>> Begin Data provided

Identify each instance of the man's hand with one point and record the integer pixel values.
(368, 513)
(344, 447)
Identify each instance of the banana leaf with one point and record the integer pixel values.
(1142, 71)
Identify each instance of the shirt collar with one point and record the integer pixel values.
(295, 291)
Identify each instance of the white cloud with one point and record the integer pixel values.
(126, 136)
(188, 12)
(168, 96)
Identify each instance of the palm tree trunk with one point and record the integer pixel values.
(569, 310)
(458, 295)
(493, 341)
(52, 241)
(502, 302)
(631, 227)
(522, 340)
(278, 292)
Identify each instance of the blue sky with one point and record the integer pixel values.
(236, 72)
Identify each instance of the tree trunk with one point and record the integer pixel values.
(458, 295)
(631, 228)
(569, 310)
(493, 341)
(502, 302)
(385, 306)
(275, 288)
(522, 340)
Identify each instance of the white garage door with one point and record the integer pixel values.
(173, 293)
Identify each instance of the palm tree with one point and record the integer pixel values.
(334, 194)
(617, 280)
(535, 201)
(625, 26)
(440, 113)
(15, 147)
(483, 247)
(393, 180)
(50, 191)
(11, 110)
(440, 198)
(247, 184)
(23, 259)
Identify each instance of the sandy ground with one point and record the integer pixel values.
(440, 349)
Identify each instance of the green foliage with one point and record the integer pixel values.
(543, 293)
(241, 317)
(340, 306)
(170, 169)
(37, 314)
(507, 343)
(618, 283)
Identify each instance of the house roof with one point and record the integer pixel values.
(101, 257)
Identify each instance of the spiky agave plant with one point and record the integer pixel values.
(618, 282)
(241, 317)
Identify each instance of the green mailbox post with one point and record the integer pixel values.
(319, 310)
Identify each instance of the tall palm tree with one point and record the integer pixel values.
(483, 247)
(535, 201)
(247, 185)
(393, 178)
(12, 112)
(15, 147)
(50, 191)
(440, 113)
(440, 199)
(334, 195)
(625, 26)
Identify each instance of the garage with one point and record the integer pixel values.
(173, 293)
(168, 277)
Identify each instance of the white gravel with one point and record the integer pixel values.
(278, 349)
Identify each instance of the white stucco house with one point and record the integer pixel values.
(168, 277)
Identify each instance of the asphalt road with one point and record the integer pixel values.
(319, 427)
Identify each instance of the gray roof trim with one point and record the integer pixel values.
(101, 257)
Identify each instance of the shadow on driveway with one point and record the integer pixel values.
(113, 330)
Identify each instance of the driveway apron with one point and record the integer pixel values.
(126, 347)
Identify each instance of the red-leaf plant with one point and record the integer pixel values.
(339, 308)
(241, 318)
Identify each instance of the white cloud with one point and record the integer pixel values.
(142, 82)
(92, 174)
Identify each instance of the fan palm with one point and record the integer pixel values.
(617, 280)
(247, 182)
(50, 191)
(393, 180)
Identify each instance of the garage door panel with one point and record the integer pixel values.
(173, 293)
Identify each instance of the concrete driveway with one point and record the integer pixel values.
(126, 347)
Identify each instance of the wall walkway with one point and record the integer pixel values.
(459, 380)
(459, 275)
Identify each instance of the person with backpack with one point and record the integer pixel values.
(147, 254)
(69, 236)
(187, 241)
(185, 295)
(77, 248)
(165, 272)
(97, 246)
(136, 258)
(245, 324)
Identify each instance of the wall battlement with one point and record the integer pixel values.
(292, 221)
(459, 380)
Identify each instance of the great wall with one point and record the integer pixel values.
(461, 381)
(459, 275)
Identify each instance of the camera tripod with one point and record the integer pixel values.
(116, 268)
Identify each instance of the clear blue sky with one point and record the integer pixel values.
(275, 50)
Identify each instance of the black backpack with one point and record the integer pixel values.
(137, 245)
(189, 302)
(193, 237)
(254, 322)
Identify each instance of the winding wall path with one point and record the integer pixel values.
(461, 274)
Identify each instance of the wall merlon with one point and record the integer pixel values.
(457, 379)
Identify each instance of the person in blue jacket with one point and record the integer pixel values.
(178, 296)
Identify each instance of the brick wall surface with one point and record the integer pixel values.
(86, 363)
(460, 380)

>> End Data provided

### Exercise description
Only the lines from the one containing "Identify each instance of the fan" through the end of the entries above belong in the answer; repeat them exactly.

### Correct output
Identify each instance of the fan palm with one point and record the integer pixel values.
(617, 280)
(247, 182)
(50, 191)
(393, 180)
Identify each instance of the garage door panel with one point and record the integer pixel values.
(173, 293)
Identify each instance of the concrete driveway with one point and record the integer pixel values.
(126, 347)
Identify each instance of the wall walkway with one point and record the integer pixel values.
(459, 380)
(459, 275)
Identify each instance of the person with backpack with one point and record the integer pixel values.
(147, 254)
(69, 236)
(187, 241)
(185, 295)
(77, 248)
(165, 272)
(97, 246)
(136, 258)
(245, 324)
Identify each instance of the wall battlement with one point and record the integer pixel values.
(292, 221)
(459, 380)
Identify each instance of the great wall with one point and record the integer pixel values.
(461, 381)
(459, 275)
Identify each instance of the camera tripod with one point and record the integer pixel values.
(116, 268)
Identify each instance of the clear blue sky with one point and record the integer pixel values.
(275, 50)
Identify each instance of the black backpack with one point and record the integer pixel values.
(137, 245)
(189, 302)
(193, 237)
(254, 322)
Identify each instance of the winding wall path with one point and record the integer pixel values.
(461, 274)
Identify each instance of the wall merlon with one point and record the integer pixel values.
(457, 379)
Identify each instance of the person in blue jacket with one point and record the integer pixel values.
(178, 296)
Identify each instance of the brick wall surface with one point and record the integer pixel values.
(86, 363)
(460, 380)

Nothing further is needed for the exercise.